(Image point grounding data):
== Segment start ==
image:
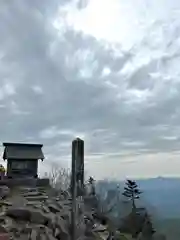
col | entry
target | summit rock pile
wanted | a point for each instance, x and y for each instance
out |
(38, 214)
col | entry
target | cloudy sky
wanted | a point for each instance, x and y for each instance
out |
(104, 70)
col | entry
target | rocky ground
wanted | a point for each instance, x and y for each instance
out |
(40, 214)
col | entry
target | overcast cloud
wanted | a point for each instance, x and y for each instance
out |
(107, 71)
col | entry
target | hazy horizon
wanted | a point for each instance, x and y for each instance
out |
(104, 70)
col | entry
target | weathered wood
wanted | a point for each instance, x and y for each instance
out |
(77, 180)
== Segment end ==
(TASK BRIEF):
Wherever the word "target" turns up in the records, copy out the line it is on.

(TASK RESPONSE):
target | summit rock pile
target | cloudy sky
target | rocky ground
target | overcast cloud
target | hazy horizon
target | weathered wood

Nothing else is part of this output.